***** SELECTION
- Born: September 8, 1971 (age 53) Stockbridge, Georgia, U.S.
- Occupation: Musician
- Instrument(s): Guitar, keyboards, vocals

= Ross Childress =

American musician (born 1971)

Ross Childress (born September 8, 1971) is an American musician. He was the original lead guitarist and co-songwriter for the rock band Collective Soul.

==Life and career==
Childress was born on September 8, 1971, in Stockbridge, Georgia, USA.

===Collective Soul===
Childress grew up with and had played with the original band members of Collective Soul before the group signed to Atlantic Records in early 1994. Over a period of eight years with the band, he recorded on, and toured in support of, five studio albums that have sold over seven million copies and generated seven #1 singles on the U.S. Billboard Mainstream Rock charts. He left the band in September 2001, two weeks before the release of the greatest hits compilation 7even Year Itch with Joel Kosche taking his place. The band had released a brief statement on its website regarding the departure, urging fans to understand that the situation was very personal. Collective Soul performed their first concert without Childress in Brisbane, Queensland, Australia on September 5.

During his time with Collective Soul, Childress was known for his metallic guitar sounds and heavy riffs incorporating elements of metal and blues in his playing. Along with front man Ed Roland, he penned many of the band's popular "hooks." Childress wrote, sang lead vocals, and performed guitar on the song "Dandy Life" on the 1999 release Dosage. This was the first time that a member other than Ed Roland had sung lead on a studio recording.

===Other projects===
In 2004/2005, Ross returned to recording music as a studio musician for the Trevor Hurst project entitled "Hurst". Hurst is best known as the lead vocalist of the Canadian Rock Band Econoline Crush. Ross contributed in many ways, including co-writing & producing. The band recruited a few other musicians to join. The album has done moderately well in Canada since its release in June 2005. Touring with Trevor as "Early Moses," named after the Basquiat painting of the same name, Ross played a few shows, but decided not to play live and remain in the background.
**********
## [PROBLEMS TO SOLVE]
a. Using the Ross Childress profile, decide whether each statement agrees with it. Give yes or no for each, plus the deciding words quoted from the profile.
(i) Childress left Collective Soul in September 2001.
(ii) Ed Roland sang lead vocals on "Dandy Life."
(iii) The Hurst album came out in June 2005.
b. Answer these questions from the Ross Childress profile.
(i) In what town and state was Childress born?
(ii) Who took his place in Collective Soul?
(iii) What was the touring name "Early Moses" named after?
c. Put this sentence from the Ross Childress profile into Spanish: "He was the original lead guitarist and co-songwriter for the rock band Collective Soul."
***** DATASET EXCERPTS
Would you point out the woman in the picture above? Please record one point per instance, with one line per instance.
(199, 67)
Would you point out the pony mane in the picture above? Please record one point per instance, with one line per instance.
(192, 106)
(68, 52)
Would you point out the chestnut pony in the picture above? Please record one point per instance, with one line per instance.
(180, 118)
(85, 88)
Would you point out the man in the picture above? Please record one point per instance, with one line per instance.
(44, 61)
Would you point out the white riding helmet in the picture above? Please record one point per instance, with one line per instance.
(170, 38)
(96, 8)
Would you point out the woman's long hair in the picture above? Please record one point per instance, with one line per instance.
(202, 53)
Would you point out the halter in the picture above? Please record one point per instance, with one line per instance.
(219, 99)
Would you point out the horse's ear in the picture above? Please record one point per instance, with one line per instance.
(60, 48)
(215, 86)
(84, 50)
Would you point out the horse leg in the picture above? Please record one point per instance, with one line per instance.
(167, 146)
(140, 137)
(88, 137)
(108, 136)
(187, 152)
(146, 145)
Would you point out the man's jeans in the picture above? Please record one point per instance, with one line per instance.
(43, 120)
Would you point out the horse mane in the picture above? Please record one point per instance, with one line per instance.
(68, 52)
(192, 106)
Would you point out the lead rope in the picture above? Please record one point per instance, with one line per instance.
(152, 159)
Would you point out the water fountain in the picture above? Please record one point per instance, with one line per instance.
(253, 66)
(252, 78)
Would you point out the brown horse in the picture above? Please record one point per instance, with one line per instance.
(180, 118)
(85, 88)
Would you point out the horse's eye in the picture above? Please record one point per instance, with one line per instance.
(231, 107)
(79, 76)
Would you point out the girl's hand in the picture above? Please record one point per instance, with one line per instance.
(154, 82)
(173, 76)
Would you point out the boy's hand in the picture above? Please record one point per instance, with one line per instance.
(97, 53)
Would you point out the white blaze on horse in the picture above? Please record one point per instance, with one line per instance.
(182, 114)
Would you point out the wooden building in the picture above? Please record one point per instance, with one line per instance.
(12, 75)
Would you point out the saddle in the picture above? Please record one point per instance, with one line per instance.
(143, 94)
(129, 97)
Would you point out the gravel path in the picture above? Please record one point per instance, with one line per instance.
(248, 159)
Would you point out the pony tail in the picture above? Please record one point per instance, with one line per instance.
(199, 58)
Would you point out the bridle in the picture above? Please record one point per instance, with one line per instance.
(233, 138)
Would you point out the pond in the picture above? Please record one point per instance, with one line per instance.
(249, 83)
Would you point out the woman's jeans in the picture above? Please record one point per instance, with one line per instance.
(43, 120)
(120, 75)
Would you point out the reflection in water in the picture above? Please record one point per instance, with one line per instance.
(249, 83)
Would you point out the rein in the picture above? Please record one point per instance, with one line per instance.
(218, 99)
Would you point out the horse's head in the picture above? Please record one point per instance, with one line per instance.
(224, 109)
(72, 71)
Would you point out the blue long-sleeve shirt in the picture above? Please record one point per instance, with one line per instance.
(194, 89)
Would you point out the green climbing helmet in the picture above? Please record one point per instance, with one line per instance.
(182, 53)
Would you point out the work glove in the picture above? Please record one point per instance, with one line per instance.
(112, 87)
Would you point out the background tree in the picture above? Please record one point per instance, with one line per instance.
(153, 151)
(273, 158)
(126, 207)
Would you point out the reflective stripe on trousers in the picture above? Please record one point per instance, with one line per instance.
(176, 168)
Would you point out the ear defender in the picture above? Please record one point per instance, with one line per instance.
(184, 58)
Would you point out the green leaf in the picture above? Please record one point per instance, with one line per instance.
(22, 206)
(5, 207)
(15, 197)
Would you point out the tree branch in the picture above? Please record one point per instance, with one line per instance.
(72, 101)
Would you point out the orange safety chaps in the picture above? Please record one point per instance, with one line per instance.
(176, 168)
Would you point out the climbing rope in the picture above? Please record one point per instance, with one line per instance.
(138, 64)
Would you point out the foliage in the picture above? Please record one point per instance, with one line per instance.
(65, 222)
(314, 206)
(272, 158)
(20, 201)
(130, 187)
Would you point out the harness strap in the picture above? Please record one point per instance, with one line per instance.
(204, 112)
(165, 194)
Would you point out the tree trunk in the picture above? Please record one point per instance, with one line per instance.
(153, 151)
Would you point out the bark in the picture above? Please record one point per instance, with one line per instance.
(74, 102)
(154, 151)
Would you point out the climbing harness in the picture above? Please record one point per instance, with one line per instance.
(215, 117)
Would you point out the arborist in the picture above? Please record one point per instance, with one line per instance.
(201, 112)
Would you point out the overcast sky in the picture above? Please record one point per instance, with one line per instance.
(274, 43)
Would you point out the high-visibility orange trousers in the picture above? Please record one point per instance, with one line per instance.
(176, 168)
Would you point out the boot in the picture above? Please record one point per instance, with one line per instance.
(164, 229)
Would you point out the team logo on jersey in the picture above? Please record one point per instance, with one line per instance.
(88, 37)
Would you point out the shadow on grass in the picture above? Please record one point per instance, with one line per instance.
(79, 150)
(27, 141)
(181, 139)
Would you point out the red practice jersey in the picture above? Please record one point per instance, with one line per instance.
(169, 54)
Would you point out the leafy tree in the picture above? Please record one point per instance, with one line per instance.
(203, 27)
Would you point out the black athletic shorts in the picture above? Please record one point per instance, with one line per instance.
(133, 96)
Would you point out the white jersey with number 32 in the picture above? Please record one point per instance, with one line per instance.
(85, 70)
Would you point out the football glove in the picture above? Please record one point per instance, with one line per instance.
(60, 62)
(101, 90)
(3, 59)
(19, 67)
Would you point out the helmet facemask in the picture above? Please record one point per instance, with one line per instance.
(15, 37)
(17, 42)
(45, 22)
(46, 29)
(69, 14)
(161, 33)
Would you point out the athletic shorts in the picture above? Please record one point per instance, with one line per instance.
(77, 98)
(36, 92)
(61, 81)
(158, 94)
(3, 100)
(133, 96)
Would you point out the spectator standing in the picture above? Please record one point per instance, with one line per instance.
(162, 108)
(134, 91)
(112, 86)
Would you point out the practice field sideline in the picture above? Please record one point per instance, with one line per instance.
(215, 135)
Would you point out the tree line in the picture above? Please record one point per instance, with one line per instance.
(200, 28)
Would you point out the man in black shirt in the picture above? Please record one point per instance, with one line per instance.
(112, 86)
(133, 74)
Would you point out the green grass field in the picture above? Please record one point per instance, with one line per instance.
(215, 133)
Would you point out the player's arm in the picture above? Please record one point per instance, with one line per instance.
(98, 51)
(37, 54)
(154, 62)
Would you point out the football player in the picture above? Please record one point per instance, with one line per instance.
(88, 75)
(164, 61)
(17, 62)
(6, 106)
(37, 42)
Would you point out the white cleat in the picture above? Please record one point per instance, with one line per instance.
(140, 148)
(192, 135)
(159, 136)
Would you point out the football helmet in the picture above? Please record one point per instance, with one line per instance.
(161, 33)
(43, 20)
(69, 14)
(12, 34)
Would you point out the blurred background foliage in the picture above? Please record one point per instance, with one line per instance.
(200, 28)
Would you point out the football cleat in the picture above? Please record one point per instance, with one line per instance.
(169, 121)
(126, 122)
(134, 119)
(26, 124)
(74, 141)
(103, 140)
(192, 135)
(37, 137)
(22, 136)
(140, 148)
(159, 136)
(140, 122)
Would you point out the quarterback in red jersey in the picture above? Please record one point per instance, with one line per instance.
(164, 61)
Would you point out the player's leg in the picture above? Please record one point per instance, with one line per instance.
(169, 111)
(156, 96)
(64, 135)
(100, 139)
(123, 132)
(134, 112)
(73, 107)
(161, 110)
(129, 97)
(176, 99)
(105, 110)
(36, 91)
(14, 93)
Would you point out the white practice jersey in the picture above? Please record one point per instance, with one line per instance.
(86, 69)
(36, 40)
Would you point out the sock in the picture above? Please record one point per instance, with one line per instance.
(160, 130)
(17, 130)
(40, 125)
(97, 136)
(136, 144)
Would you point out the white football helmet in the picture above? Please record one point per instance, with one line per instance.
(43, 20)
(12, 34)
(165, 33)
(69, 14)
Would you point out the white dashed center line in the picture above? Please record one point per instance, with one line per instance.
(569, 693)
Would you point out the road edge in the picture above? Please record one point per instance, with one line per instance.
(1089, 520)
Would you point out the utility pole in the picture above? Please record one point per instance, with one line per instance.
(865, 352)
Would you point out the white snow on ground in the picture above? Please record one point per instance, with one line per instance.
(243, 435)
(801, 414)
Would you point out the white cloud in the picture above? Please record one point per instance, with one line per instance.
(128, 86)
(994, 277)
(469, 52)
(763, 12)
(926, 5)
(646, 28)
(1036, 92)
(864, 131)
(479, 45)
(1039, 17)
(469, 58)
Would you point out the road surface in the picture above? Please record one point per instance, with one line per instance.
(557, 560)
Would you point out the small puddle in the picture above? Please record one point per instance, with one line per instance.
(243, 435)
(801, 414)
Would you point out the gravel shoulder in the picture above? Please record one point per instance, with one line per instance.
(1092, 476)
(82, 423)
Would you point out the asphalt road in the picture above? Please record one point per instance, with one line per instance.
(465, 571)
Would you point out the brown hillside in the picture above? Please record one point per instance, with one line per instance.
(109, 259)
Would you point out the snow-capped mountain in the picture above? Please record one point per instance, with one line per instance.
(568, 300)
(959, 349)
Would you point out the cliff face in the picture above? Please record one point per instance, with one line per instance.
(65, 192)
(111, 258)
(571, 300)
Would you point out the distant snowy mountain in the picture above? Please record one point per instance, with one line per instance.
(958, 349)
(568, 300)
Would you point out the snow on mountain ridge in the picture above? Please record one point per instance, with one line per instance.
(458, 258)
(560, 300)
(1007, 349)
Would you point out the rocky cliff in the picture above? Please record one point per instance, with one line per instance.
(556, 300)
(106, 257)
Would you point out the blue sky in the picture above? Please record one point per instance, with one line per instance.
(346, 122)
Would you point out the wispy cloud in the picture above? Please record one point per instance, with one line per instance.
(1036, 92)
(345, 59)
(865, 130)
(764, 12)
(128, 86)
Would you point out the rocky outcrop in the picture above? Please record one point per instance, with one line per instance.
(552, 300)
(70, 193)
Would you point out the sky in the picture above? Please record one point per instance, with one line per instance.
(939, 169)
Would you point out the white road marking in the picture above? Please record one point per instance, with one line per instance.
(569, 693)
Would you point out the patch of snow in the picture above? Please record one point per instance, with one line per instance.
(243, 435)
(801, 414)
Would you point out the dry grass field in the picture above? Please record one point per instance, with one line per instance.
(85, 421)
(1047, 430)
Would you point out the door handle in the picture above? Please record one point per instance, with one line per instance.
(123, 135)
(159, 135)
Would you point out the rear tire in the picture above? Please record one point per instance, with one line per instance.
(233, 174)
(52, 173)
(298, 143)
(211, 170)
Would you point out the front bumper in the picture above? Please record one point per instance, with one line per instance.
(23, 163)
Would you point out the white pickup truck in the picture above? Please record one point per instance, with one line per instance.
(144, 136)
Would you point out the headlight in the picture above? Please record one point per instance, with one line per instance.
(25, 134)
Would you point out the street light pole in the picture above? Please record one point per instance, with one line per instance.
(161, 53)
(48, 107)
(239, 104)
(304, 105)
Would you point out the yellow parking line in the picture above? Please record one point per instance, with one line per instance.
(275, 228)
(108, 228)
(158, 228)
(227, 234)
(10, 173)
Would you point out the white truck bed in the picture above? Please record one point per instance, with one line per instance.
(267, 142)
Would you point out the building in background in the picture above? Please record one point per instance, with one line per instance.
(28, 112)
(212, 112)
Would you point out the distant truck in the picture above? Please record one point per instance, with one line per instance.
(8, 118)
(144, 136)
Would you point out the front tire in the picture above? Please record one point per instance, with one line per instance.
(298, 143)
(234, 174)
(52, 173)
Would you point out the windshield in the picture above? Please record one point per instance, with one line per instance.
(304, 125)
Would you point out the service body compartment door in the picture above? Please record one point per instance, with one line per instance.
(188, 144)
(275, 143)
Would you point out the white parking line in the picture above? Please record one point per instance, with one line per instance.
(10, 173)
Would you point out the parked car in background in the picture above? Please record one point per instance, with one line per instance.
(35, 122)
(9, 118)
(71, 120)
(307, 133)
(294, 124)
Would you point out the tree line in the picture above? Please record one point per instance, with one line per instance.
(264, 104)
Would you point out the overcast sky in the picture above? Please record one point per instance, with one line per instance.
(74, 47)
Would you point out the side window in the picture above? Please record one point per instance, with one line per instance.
**********
## [RESULTS IN ORDER]
a.
(i) Yes: "He left the band in September 2001"
(ii) No: "Childress wrote, sang lead vocals, and performed guitar on the song "Dandy Life""
(iii) Yes: "since its release in June 2005"

b.
(i) Stockbridge, Georgia
(ii) Joel Kosche
(iii) The Basquiat painting of the same name

c. Fue el guitarrista principal original y cocompositor de la banda de rock Collective Soul.